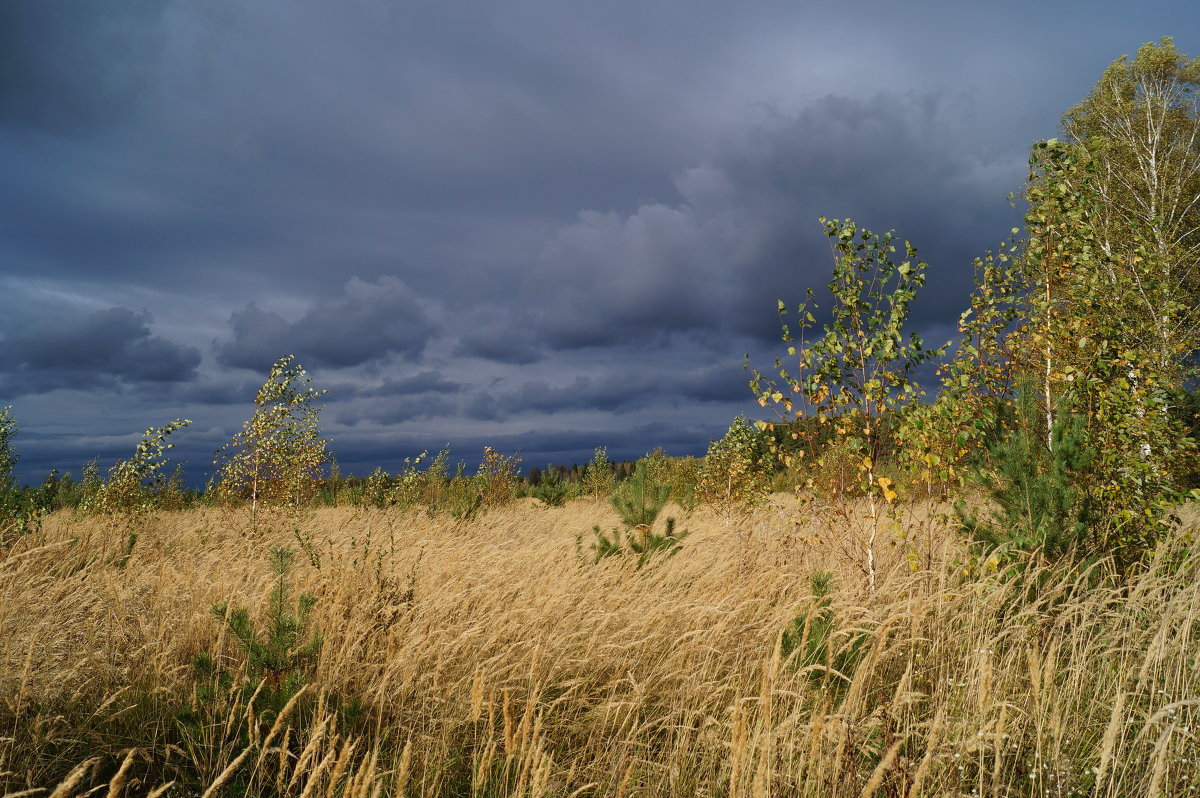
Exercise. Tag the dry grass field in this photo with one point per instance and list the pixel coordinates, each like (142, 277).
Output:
(489, 658)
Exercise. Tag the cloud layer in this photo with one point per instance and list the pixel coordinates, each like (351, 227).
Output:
(533, 226)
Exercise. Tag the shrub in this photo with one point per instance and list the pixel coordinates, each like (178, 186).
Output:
(1037, 502)
(640, 499)
(810, 645)
(738, 468)
(277, 457)
(551, 490)
(599, 478)
(135, 485)
(640, 541)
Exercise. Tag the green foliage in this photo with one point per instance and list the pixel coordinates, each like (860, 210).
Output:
(9, 456)
(1037, 503)
(498, 477)
(281, 657)
(1087, 341)
(936, 438)
(462, 498)
(1139, 129)
(135, 485)
(377, 490)
(599, 479)
(810, 642)
(641, 541)
(19, 514)
(277, 457)
(640, 499)
(862, 367)
(738, 468)
(682, 475)
(855, 377)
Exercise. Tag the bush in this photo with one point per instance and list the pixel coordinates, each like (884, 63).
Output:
(640, 499)
(1037, 503)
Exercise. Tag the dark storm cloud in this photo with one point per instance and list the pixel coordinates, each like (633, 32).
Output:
(625, 389)
(568, 220)
(367, 322)
(745, 231)
(501, 343)
(67, 67)
(106, 348)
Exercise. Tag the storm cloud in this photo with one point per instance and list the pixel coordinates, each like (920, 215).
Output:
(102, 349)
(537, 226)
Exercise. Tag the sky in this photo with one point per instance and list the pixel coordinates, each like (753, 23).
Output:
(533, 225)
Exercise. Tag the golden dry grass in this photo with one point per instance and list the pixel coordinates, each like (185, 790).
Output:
(492, 660)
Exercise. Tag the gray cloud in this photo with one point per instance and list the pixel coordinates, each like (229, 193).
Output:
(569, 222)
(366, 323)
(106, 348)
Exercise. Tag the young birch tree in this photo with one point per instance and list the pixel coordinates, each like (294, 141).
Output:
(277, 457)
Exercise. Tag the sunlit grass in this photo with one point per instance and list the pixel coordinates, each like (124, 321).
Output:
(491, 659)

◇ ◇ ◇ ◇ ◇ ◇ ◇

*WHAT NEEDS TO BE DONE:* Please format the lines of the listing from the one containing "Exercise. Tag the sky" through the last line, inclusive, as a Markdown table. Use a Row column with a row number and a Line text column with the line, leaving out blank lines.

*RESULT BELOW:*
| Row | Line text |
|---|---|
| 1 | Exercise. Tag the sky in this photo with one point per instance and list the pixel coordinates, each like (753, 23). |
| 2 | Output: |
| 3 | (533, 225) |
| 4 | Exercise. Tag the golden dry grass in this photo with one point per instance and list the pixel coordinates, each like (185, 790). |
| 5 | Output: |
| 6 | (492, 660) |
| 7 | Exercise. Tag the gray cloud in this photo with one point per instance and list the pixel coordinates, each like (229, 193). |
| 8 | Output: |
| 9 | (569, 222) |
| 10 | (366, 323) |
| 11 | (106, 348) |
| 12 | Exercise. Tag the young birch tree in this photo with one point per instance and list the pixel coordinates, each like (294, 141). |
| 13 | Output: |
| 14 | (277, 457) |
| 15 | Exercise. Tag the sunlit grass in this photo with one point per instance and list the pixel coordinates, each like (124, 321). |
| 16 | Output: |
| 17 | (491, 659) |